- _Фрагмент текста_:
----------------

На первое время я устроился грузчиком на макаронный завод в Сокольниках в Москве, но там до неприличия мало платили. Через полтора месяца я уже работал разнорабочим на небольшом заводе в Московской области и об этом пойдет речь в основной части данного очерка.
Наша бригада и первые впечатления
Завод производил пластиковые фитинги и металло-пластиковые трубы для строительной промышленности. Москва и МО — постоянно застраиваются многоэтажками, для отопления и водоснабжения в квартирах нужны металло-пластиковые трубы, это все мы и делали.

----------------

- _Набор данных_:
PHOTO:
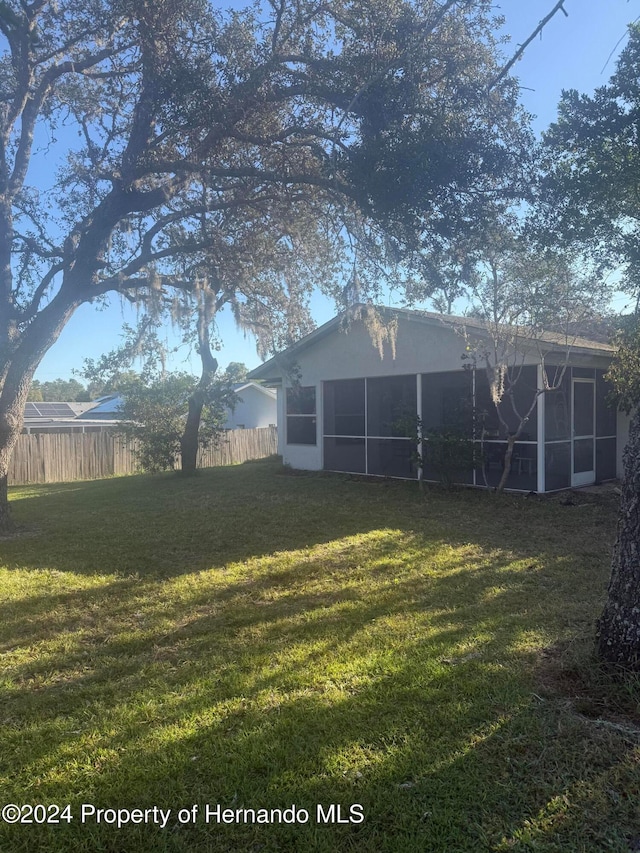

----------------

- _Задание_:
Напишите продолжение фрагмента текста о работе разнорабочим на заводе в Московской области, начиная сразу после его последнего предложения.

- _Ожидаемый ответ_:
Бригада подобралась пестрая: спортсмен-пауэрлифтер, два алкоголика-раздолбая, двое молчаливых трудяг, один карьерист, и я. Мои обязанности заключались в том, чтобы загружать сырье в линию(так называемый экструдер), устанавливать в нее металлическую ленту, чистить линию в случаи загрязнения, таскать готовую продукцию на склад. Работали «два через два»:одна смена дневная и две смены отдыха, следующая смена — ночная и опять две смены отдыха. Ночные смены несколько отличались от дневных, ночью на территории не было начальства, поэтому после 22:00 в ванную охлаждения запускали банки с пивом и пили холодное пиво.
Карьерист — как потом выяснилось — недоучившийся адвокат, всячески пытался показать себя в лучшем свете перед начальством, а потому быстро стал старшим по смене. В бригаде его не любили, а он платил тем же — старался общаться отстранено и нагловато. В конце дневной смены члены бригады также собирались на платформе и ожидая электричку, распивали бутылочку. Все жили в Москве, до которой нужно было ехать полчаса на электричке.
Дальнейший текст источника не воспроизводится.